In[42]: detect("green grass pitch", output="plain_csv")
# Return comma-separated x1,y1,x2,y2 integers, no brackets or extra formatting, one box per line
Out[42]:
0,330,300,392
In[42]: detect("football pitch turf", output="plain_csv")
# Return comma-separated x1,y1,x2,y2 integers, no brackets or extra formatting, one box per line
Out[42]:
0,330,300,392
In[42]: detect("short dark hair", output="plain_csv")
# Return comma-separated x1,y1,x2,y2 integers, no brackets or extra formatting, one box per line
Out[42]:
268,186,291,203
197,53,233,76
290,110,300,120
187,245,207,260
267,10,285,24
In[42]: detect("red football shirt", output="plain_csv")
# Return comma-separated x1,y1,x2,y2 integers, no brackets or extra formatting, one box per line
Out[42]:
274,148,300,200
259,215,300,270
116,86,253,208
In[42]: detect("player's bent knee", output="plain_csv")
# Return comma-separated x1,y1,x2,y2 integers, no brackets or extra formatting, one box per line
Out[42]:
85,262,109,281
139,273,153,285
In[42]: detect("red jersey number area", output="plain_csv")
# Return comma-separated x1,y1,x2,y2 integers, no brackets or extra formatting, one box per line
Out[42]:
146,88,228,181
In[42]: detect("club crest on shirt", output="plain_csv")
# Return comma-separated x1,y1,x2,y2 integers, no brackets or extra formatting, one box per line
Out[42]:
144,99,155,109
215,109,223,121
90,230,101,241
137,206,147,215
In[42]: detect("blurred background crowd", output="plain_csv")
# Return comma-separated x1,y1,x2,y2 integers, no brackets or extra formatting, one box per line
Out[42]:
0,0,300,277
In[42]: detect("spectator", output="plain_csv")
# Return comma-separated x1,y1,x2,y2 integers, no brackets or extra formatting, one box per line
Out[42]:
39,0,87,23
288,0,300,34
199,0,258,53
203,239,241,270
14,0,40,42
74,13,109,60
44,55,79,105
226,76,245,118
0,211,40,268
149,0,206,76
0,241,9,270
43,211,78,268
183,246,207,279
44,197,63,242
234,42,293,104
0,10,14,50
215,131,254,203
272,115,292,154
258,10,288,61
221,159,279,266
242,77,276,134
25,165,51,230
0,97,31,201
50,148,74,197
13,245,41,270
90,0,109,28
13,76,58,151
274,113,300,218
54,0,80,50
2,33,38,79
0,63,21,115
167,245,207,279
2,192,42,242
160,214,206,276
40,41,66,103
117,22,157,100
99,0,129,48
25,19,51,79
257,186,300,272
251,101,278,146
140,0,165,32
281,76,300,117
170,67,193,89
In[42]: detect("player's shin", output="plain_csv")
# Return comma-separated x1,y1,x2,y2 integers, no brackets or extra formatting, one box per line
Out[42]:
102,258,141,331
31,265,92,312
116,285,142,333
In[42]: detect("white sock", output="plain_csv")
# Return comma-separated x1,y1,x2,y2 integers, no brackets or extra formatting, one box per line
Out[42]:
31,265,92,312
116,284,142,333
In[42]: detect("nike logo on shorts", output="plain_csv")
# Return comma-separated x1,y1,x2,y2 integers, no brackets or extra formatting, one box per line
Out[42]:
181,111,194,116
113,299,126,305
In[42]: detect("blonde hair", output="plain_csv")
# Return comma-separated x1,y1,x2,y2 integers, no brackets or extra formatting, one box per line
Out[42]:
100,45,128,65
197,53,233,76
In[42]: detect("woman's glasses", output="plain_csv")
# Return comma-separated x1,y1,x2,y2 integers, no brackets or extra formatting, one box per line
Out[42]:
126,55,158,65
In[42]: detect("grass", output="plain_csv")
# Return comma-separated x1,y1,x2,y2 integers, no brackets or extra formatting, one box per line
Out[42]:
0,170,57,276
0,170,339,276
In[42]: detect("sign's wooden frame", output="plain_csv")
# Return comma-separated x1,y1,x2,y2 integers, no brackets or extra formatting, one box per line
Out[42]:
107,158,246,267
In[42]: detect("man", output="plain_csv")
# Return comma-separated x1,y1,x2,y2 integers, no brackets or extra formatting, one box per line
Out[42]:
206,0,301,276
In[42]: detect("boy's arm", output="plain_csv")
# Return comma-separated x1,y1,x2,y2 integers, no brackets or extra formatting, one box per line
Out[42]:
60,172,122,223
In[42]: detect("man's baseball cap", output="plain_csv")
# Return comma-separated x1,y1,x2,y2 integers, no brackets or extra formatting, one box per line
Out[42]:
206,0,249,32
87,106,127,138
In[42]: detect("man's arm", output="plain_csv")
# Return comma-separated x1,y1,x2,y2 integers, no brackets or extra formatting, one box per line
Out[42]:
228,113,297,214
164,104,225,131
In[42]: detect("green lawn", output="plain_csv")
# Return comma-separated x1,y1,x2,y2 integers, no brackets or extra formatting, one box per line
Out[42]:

**WHAT IS NEEDED:** Count how many lines of the listing contain the word "pitch", and reply with only that number.

**EXERCISE OUTPUT:** 2